The original text was written in Koine Greek. This chapter is divided into 33 verses.

===Textual witnesses===
Some early manuscripts containing the text of this chapter are:
- Papyrus 75 (AD 175–225)
- Papyrus 5 (c. 250; extant verses: 14–30)
- Papyrus 22 (c. 250)
- Codex Vaticanus (325–350)
- Codex Sinaiticus (330–360)
- Codex Bezae (c. 400)
- Codex Alexandrinus (400–440)
- Codex Ephraemi Rescriptus (c. 450; extant verses 22–33)
- Papyrus 60 (c. 700; extant verses 29–33).

==Places==
The setting for the discourse in this chapter and the following chapter appears to be in Jerusalem. The precise location is not specified, but John 18:1 states that afterwards, "Jesus left with his disciples and crossed the Kidron Valley".

==Purpose==
The evangelist's purpose in this section of his gospel is to support the early Church for whom he is writing, to ensure that they do not fall away (ινα μη σκανδαλισθητε, hina mē skandalisthēte). Some commentators suggest he is writing for a specific group of believers called the Johannine Community.

==Verse 1==
All this I have told you so that you will not fall away.
Heinrich Meyer relates "all this" to , the section of this discourse which anticipates the world's hatred for the disciples.

English translations vary widely in the way they treat the opening verse of this chapter:
- that ye should not be caused to stumble (American Standard Version)
- that ye should not lose faith (21st Century King James Version)
- that ye should not be offended. (Geneva Bible)
- that you should not be offended (taken unawares and falter, or be caused to stumble and fall away (Amplified Bible)
- so that you will not fall away (New International Version)
- so that you won't be caught by surprise (Complete Jewish Bible)
- to keep you from being afraid (Contemporary English Version)
- that you may not be scandalized (Douay–Rheims Bible)
- so that you won't lose your faith when you face troubles (Easy-to-Read Version)
- to keep you from stumbling (NRSV)
- that you may avoid the offenses that are coming (The Voice)
- so that your faith may not be shaken (Jerusalem Bible)
- so that you may not be tripped (note on 'literal' translation in Jerusalem Bible)
- so that you will not turn back (Bible in Worldwide English)

Meyer observes that
Prepared beforehand, and armed by Christ’s communications, they were not to be made to stumble at Him, but were to oppose to the hatred of the world all the greater efficiency and constancy of faith.

==Verse 2==
They will put you out of the synagogues;
Jesus foretells the exclusion from the Jewish synagogues (ἀποσυνάγωγος) which the evangelist has already alluded to in and .
This verse continues:
yes, the time is coming that whoever kills you will think that he offers God service.
For "service", the Greek has the word λατρεια, meaning divine worship (see Latria).
#####
-- TASKS TO CARRY OUT --
1. Answer these questions from the passage:
(a) Into how many verses is the chapter divided?
(b) Which translation renders the opening verse as "to keep you from being afraid"?
(c) What Greek word stands for "service" in verse 2?
2. Print the stretch of the passage from "The original text" through "Bezae (c. 400)".
Rely only on the passage for your answers.

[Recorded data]
#####
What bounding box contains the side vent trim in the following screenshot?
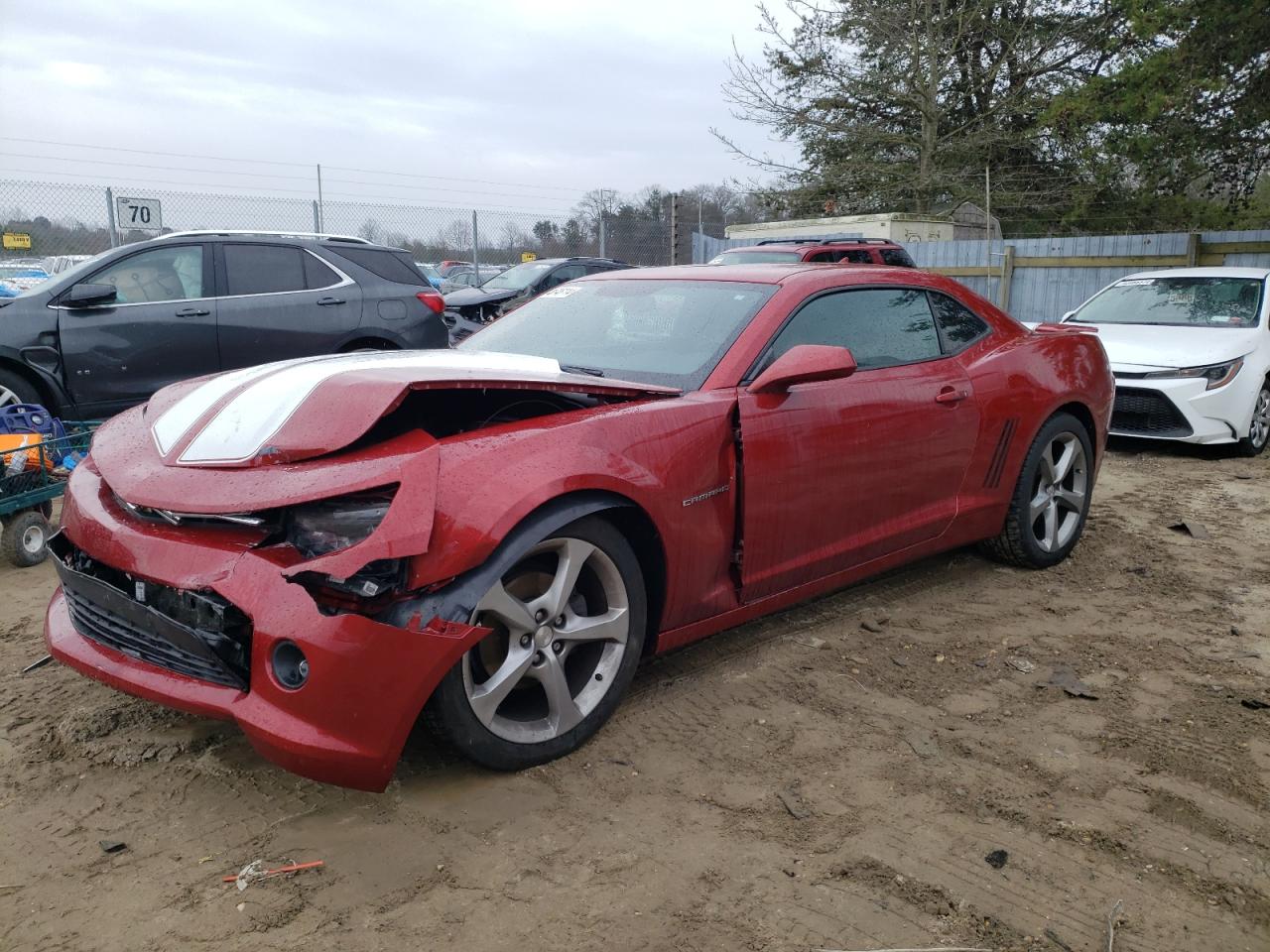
[983,416,1019,489]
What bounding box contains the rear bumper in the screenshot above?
[45,466,484,789]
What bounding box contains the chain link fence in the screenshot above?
[0,178,671,266]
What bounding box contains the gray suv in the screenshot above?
[0,231,448,418]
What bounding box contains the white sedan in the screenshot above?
[1063,268,1270,456]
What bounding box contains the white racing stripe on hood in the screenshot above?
[150,357,345,456]
[154,350,560,464]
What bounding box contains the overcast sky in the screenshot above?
[0,0,782,210]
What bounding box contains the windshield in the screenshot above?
[710,250,803,264]
[481,262,557,291]
[1070,276,1265,327]
[458,278,777,390]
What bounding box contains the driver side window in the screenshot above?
[89,245,207,304]
[762,289,941,371]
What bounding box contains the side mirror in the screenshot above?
[59,283,119,307]
[749,344,856,394]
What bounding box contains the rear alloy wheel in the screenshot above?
[430,517,647,771]
[1234,381,1270,456]
[984,414,1093,568]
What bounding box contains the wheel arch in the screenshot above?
[384,490,667,653]
[339,334,401,354]
[0,353,69,416]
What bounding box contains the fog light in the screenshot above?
[273,641,309,690]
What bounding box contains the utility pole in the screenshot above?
[671,191,680,264]
[599,189,608,258]
[105,185,119,248]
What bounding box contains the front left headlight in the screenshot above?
[283,489,395,558]
[1142,357,1243,390]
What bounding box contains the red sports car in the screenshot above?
[46,264,1114,789]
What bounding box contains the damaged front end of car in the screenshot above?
[46,353,675,789]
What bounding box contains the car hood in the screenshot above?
[145,350,680,467]
[445,289,522,307]
[1097,323,1265,371]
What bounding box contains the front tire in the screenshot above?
[1234,381,1270,457]
[0,509,50,568]
[426,517,648,771]
[983,414,1093,568]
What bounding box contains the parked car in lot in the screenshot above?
[444,258,630,343]
[710,239,917,268]
[46,264,1112,789]
[414,262,444,291]
[0,231,448,418]
[0,262,49,298]
[1063,268,1270,456]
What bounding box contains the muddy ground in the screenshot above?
[0,444,1270,952]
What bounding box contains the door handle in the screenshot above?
[935,387,970,404]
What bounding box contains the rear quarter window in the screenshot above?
[326,245,432,289]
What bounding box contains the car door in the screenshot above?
[739,287,979,600]
[216,241,362,369]
[54,240,219,416]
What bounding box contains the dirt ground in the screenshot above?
[0,444,1270,952]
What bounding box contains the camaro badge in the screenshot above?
[684,482,731,507]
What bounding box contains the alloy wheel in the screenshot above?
[1028,432,1088,552]
[462,536,630,744]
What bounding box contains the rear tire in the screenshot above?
[1234,380,1270,457]
[980,413,1093,568]
[0,509,51,568]
[425,516,648,771]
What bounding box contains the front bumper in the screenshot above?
[1110,368,1255,443]
[45,463,484,790]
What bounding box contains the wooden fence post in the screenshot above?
[997,245,1015,313]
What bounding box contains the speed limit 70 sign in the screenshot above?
[114,198,163,231]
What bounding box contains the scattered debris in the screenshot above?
[1036,665,1098,701]
[221,860,326,892]
[983,849,1010,870]
[1107,898,1124,952]
[776,788,812,820]
[904,729,940,761]
[1169,522,1209,539]
[22,654,54,674]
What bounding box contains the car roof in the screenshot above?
[577,262,935,285]
[1112,267,1270,283]
[720,239,899,254]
#####
-- RESULTS OF THE TASKS --
1.
(a) 33
(b) The Contemporary English Version
(c) λατρεια

2.
The original text was written in Koine Greek. This chapter is divided into 33 verses.

===Textual witnesses===
Some early manuscripts containing the text of this chapter are:
- Papyrus 75 (AD 175–225)
- Papyrus 5 (c. 250; extant verses: 14–30)
- Papyrus 22 (c. 250)
- Codex Vaticanus (325–350)
- Codex Sinaiticus (330–360)
- Codex Bezae (c. 400)